Dataset rows:
▶
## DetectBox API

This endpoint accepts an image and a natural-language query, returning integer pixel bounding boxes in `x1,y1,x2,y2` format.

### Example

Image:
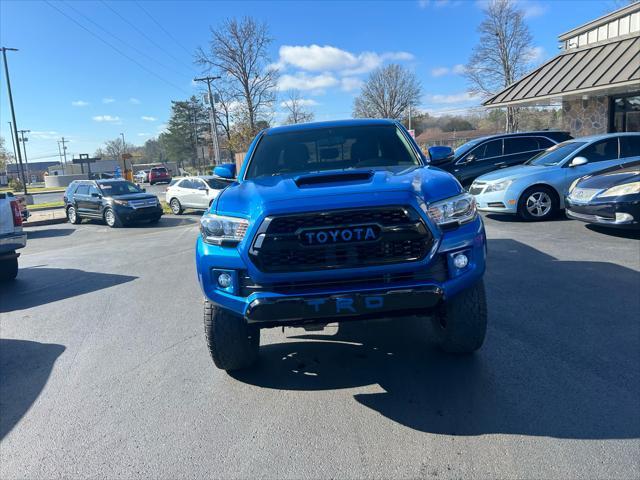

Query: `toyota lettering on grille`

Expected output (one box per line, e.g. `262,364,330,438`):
298,225,381,245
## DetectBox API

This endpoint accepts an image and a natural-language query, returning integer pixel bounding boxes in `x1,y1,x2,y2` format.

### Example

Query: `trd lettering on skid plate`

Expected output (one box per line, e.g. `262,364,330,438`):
306,295,384,314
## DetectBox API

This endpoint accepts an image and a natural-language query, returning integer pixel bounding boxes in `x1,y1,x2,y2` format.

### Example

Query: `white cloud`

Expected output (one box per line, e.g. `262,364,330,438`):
271,45,414,75
92,115,120,123
527,47,546,63
431,67,449,77
426,92,482,105
340,77,364,92
280,98,320,108
278,72,338,90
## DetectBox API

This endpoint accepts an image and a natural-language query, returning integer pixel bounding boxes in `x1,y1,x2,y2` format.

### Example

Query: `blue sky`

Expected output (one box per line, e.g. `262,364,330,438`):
0,0,615,160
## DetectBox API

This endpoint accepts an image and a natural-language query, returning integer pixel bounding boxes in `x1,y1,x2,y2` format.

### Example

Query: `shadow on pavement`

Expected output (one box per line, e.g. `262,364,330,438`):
234,240,640,439
585,223,640,240
0,339,65,440
25,225,75,240
0,267,138,312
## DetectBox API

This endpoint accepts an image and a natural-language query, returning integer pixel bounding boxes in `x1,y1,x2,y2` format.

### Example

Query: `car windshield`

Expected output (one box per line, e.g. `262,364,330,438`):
525,142,585,167
455,138,483,157
246,125,420,179
99,182,142,197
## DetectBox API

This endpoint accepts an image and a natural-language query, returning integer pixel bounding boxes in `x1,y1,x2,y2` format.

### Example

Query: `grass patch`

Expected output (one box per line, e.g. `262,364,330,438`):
27,201,64,212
◀
● REQUIREMENTS
Format the lines from the start of the records through the line containing "306,295,384,314", both ends included, as a JSON list of strings with one string per line and no blank lines. Leave the pictures out of the answer.

● SOLUTION TO THE PROBLEM
[
  "## DetectBox API",
  "This endpoint accepts an image and a natural-language query, returning integer pixel bounding boxes in `x1,y1,x2,y2` format.",
  "### Example",
  "Image:",
  "Query: `toyota lettering on grille`",
  "Expected output (one box per line, e.g. `262,364,330,438`):",
  "298,225,381,245",
  "## DetectBox API",
  "This endpoint accepts an image and a natural-language query, returning integer pixel bounding boxes in `x1,y1,x2,y2` format.",
  "### Example",
  "Query: `trd lettering on skid plate`",
  "Expected output (one box per line, e.g. `262,364,330,438`):",
  "306,295,384,314"
]